Task objective:
Print every line of the entries below word for word, changing nothing.
---- Provided information
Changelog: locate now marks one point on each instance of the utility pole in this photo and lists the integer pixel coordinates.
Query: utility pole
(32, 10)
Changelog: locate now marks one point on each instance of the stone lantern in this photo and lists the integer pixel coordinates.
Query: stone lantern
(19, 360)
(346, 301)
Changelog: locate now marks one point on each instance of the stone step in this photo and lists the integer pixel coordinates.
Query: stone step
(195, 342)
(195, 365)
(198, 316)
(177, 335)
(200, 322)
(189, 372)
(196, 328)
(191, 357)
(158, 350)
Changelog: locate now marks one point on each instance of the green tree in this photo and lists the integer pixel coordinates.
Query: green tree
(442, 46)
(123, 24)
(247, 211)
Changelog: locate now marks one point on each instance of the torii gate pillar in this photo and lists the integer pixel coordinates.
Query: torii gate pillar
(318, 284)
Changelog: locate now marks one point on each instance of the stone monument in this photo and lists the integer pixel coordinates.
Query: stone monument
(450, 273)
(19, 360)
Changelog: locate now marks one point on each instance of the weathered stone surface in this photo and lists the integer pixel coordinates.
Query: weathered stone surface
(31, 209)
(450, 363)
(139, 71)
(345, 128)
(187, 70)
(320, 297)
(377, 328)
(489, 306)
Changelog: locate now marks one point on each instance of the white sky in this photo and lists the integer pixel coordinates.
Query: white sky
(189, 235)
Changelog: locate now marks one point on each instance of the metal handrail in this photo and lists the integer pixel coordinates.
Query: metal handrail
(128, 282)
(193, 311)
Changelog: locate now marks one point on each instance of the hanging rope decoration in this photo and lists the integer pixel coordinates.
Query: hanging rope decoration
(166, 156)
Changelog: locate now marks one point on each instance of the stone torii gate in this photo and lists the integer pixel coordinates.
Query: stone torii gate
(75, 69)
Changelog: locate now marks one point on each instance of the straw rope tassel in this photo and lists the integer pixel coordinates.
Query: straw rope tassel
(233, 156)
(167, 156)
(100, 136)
--------
Task answer:
Changelog: locate now marks one point on each instance of the utility pole in this photo and lists the integer pixel coordinates.
Query: utility pole
(32, 10)
Changelog: locate now marks one point on each instance of the stone lantern in this photo and lists the integer pixel coordinates.
Query: stone lantern
(19, 360)
(346, 301)
Changelog: locate now marks one point on each instance of the stone step in this photo and lists the integer pixel coordinates.
Query: stone step
(195, 342)
(195, 365)
(198, 316)
(177, 335)
(200, 322)
(189, 372)
(196, 328)
(191, 357)
(158, 350)
Changelog: locate now marks one point on each instance of the green tree in this photo and lists the integer pixel coordinates.
Query: green tree
(442, 46)
(123, 24)
(247, 211)
Changelog: locate now marks one point on each instance of the torii gate pillar in this photo and lists the integer pixel coordinates.
Query: torii gate pillar
(318, 284)
Changelog: locate now marks one point on each instance of the stone monument in this photo and lists the integer pixel coordinates.
Query: stone monument
(450, 273)
(19, 360)
Changelog: locate now marks one point on each instance of the weathered stone surface in this photo and lists the integer pixel coordinates.
Query: weathered stone surface
(31, 209)
(450, 363)
(139, 71)
(345, 128)
(187, 70)
(320, 297)
(377, 328)
(489, 306)
Changelog: locate now marks one point on each instance of the white sky in this photo and lists the integer pixel coordinates.
Query: white sky
(189, 235)
Changelog: locate now marks one point on each instance of the metal handrail in this photo and lists the integer pixel coordinates.
Query: metal handrail
(128, 282)
(193, 311)
Changelog: locate now marks one point on each instance of the hanging rope decoration in this photo and lists the integer pixel coordinates.
Query: hanging rope decoration
(166, 156)
Changelog: locate now marks one point on each instance of the stone torii gate in this photo and lists the integer pixel coordinates.
Query: stone torii gate
(75, 69)
Changelog: locate now marks one point on each instance of the straw rope tassel in this photo and lists the integer pixel coordinates.
Query: straw rope tassel
(233, 156)
(167, 156)
(100, 136)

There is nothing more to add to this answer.